Records from a data source
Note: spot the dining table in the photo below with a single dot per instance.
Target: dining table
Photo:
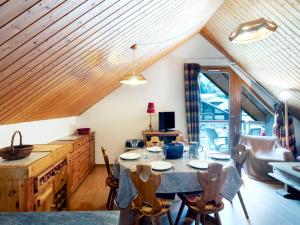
(181, 177)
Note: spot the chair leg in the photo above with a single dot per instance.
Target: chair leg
(197, 222)
(152, 220)
(170, 217)
(202, 219)
(243, 205)
(113, 198)
(109, 198)
(179, 213)
(158, 220)
(136, 219)
(218, 219)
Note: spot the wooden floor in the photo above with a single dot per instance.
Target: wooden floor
(264, 205)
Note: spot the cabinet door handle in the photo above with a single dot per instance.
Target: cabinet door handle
(45, 196)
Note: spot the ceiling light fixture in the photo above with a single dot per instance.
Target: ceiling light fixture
(252, 31)
(133, 78)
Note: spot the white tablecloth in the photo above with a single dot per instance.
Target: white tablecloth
(181, 178)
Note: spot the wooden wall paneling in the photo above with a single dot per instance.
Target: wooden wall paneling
(53, 54)
(281, 40)
(280, 58)
(273, 62)
(20, 82)
(27, 18)
(255, 63)
(80, 98)
(249, 49)
(126, 46)
(9, 11)
(108, 84)
(56, 56)
(57, 41)
(2, 2)
(48, 25)
(64, 105)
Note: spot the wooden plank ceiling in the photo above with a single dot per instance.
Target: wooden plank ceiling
(59, 57)
(273, 62)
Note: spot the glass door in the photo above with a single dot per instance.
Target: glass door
(215, 111)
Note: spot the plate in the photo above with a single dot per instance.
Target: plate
(198, 164)
(220, 156)
(154, 149)
(161, 165)
(130, 156)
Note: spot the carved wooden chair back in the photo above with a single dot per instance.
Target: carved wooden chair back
(239, 155)
(106, 160)
(146, 184)
(154, 141)
(211, 183)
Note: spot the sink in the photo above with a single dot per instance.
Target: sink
(69, 138)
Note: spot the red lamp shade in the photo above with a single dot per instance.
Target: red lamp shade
(151, 108)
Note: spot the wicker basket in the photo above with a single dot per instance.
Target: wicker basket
(16, 152)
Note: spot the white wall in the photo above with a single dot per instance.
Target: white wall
(122, 114)
(38, 132)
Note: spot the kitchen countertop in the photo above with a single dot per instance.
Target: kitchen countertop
(41, 158)
(61, 218)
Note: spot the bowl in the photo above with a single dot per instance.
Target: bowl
(173, 150)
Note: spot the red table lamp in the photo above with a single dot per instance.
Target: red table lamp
(150, 110)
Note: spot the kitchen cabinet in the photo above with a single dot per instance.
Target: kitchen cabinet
(45, 180)
(81, 159)
(30, 184)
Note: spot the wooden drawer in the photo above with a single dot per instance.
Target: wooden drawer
(85, 139)
(77, 144)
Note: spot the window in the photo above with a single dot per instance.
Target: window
(214, 114)
(256, 119)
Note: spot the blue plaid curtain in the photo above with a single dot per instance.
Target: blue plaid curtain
(192, 100)
(280, 129)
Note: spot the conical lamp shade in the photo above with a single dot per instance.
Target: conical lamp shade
(133, 79)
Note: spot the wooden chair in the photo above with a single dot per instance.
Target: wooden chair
(146, 204)
(111, 181)
(209, 201)
(239, 155)
(154, 141)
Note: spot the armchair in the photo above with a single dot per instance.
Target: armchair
(214, 141)
(260, 151)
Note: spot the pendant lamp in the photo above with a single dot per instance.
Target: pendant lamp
(133, 78)
(252, 31)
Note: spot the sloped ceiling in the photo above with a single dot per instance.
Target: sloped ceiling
(59, 57)
(273, 62)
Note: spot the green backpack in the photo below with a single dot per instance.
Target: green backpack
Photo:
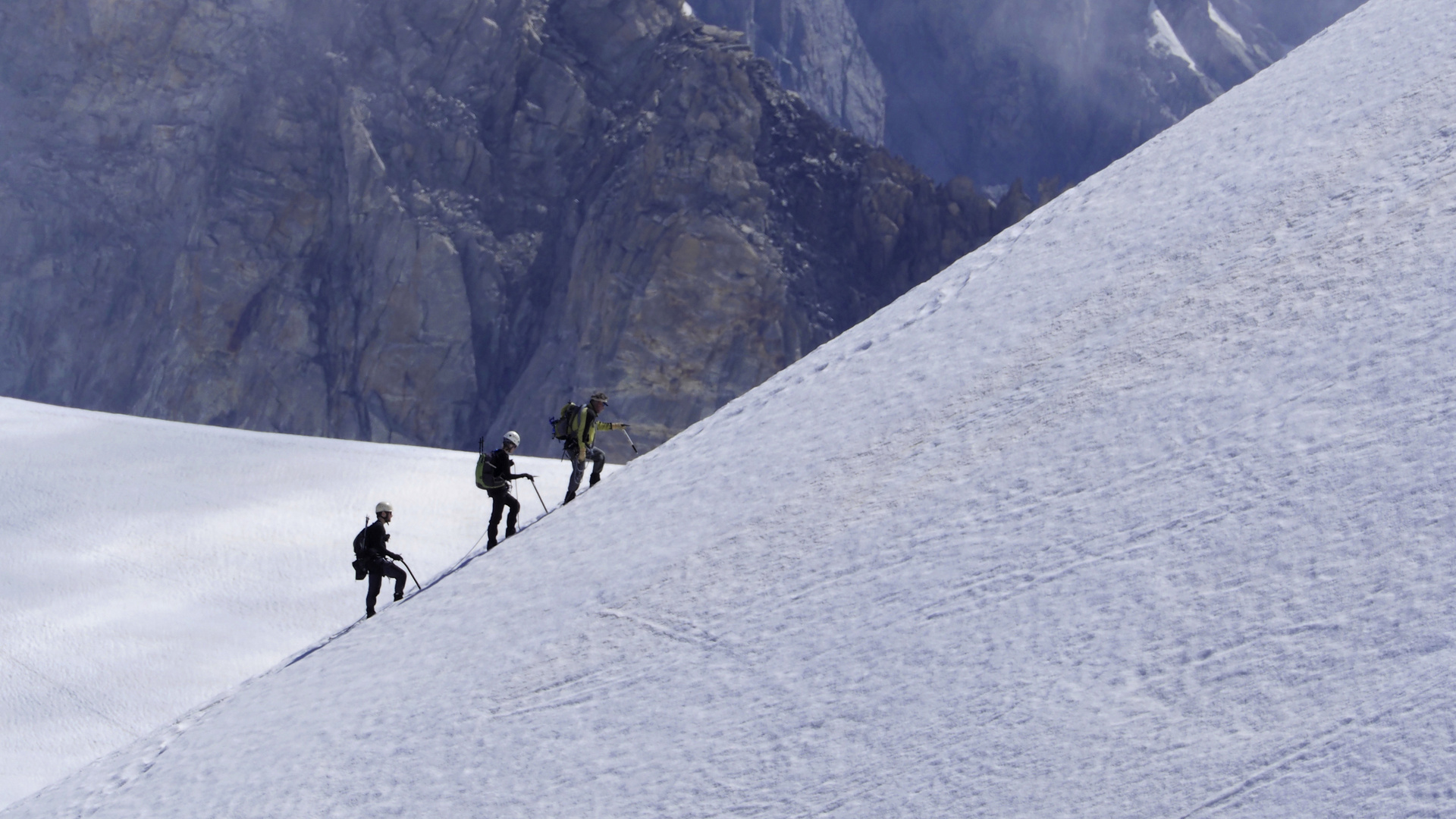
(479, 471)
(561, 428)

● **Work request**
Once the pictures are set aside, copy the remaining text of every entry exactly.

● **Task answer**
Note: spot the dining table in the photo below with a single dot per instance.
Target: dining table
Photo:
(181, 177)
Note: spot the chair leg in the photo above with a single dot per instance.
Target: chair leg
(197, 222)
(152, 220)
(170, 217)
(202, 219)
(243, 205)
(113, 198)
(109, 198)
(179, 213)
(158, 220)
(136, 219)
(218, 219)
Note: spot the wooden floor in the photo above with a single dot per instance.
Target: wooden floor
(264, 205)
Note: spot the cabinet door handle in the photo above with a single dot per instance.
Target: cabinet door handle
(45, 196)
Note: spot the ceiling light fixture in the photo above with a single dot per instance.
Target: ceiling light fixture
(252, 31)
(133, 78)
Note: spot the white tablecloth in the photo above with a single dot per instance.
Target: white tablecloth
(181, 178)
Note: spot the wooden wall paneling in the photo above with a single dot per instance.
Target: wooden wall paneling
(53, 54)
(281, 40)
(280, 58)
(273, 62)
(20, 82)
(27, 18)
(255, 63)
(80, 98)
(249, 49)
(126, 46)
(9, 11)
(108, 84)
(56, 56)
(57, 41)
(2, 2)
(48, 25)
(64, 105)
Note: spot the wooden plank ceiling in the photo above with a single dot per instance.
Target: wooden plank ceiling
(59, 57)
(273, 62)
Note: spot the glass door in the photo above with a single dot per instance.
Target: glass door
(215, 111)
Note: spot the plate in the photo above with a single dot per instance.
Target: plate
(198, 164)
(220, 156)
(154, 149)
(161, 165)
(130, 156)
Note: spot the carved wooden chair back in the photo above with a single dot per instance.
Target: carved wooden chair back
(239, 155)
(106, 160)
(146, 184)
(154, 141)
(211, 183)
Note: spot the sink in the photo above with a single dot per instance.
Target: sink
(69, 138)
Note: spot the red lamp shade in the photo above with a single dot per instance.
Target: red lamp shade
(151, 108)
Note: spot the wicker basket in the photo above with a single dot per instance.
Target: wicker basket
(16, 152)
Note: spot the white wall in the photo above with a single dot per instance.
Target: white wall
(122, 114)
(38, 132)
Note: spot the kitchen countertop in the photo above with a single dot per instance.
Target: kitchen countertop
(41, 158)
(61, 218)
Note: spot the bowl in the photo above with a single dot per instance.
Target: bowl
(173, 150)
Note: spot the red table lamp in the photo above with a single dot per instance.
Target: red table lamp
(150, 110)
Note: spot the kitchen cabinet in the photo above with a single dot per instance.
Target: kitchen cabinet
(45, 180)
(81, 159)
(30, 184)
Note: spot the wooden drawer in the photo above with a single dot per instance.
Target: wooden drawer
(85, 139)
(77, 144)
Note: spot the window in the photo above with a single dot per instance.
Target: window
(214, 114)
(256, 119)
Note: spot the blue plaid curtain in the photo above with a single dot per instance.
Target: blue plaid curtain
(192, 100)
(280, 129)
Note: spot the conical lamp shade in the photo above with a single dot per instance.
Target: conical lamp shade
(133, 79)
Note: spot the wooden chair in the photo above with a single dot per instance.
Target: wooden chair
(146, 204)
(111, 181)
(209, 201)
(239, 155)
(154, 141)
Note: spot the armchair in the photo above with a single dot per instance.
Target: armchair
(214, 141)
(260, 151)
Note: spot the pendant lamp in the photo above with a single dot per instance.
Target: pendant lamp
(133, 78)
(252, 31)
Note: spot the sloped ceiling in the photo above with a single dot per instance.
Target: sloped ceiling
(59, 57)
(273, 62)
Note: spot the green backpack in the photo below with a single dot per instance.
Target: green backpack
Photo:
(479, 471)
(561, 428)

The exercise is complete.